Copy the line with "Please point out the gravel" and all lines following it through the last line of the entries, exactly as written.

---- Given information

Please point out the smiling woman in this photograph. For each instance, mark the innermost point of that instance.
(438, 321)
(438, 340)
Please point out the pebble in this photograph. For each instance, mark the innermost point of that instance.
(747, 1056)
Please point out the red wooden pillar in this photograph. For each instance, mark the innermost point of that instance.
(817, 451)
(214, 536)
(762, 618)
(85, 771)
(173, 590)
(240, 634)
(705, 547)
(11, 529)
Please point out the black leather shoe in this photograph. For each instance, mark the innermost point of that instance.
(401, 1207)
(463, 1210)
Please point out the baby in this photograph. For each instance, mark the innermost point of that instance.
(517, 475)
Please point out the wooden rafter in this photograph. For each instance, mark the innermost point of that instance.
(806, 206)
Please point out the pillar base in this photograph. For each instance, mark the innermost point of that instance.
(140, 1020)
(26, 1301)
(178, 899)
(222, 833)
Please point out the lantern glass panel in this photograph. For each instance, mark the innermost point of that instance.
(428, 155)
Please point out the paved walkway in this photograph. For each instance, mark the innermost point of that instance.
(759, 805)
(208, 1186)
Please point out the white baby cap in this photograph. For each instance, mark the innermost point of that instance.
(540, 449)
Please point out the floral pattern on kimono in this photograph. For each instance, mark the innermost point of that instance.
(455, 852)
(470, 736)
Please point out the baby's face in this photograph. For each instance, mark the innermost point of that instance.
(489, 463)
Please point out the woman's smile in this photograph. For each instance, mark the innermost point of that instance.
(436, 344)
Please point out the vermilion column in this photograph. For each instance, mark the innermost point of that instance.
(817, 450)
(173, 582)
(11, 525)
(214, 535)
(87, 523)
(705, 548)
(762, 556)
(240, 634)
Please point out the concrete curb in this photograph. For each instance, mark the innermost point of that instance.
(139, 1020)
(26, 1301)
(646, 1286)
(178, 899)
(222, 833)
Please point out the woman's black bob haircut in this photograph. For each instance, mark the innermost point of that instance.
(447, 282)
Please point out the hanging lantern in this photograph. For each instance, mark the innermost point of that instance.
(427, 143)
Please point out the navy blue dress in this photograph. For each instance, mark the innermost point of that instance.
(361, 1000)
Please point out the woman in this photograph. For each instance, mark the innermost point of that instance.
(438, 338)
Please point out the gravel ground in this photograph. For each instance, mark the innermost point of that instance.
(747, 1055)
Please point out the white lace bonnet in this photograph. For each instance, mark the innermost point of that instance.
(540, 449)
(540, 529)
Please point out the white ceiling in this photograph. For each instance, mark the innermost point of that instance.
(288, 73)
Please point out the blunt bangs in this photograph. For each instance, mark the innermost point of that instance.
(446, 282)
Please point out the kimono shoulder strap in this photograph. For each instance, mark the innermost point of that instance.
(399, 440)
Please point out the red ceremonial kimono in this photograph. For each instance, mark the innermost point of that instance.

--------

* [Exercise result]:
Please point out the gravel ground in this photograph. For each instance, mark the innermost point of that instance.
(747, 1055)
Please point out the white lace bonnet in this photograph. For each instance, mark the innermost point of that instance.
(540, 449)
(540, 529)
Please point out the white ceiling in this photograph. For each instance, mark the innermost point of that instance.
(288, 73)
Please point out the blunt bangs in this photograph. For each instance, mark the innermost point of that instance.
(446, 282)
Please point out the kimono shoulder strap in this photograph. For each instance, mark the innermost point of that instance.
(399, 440)
Please point out the red ceremonial kimono in this photograph. For each instance, mark the innermost point of that instance.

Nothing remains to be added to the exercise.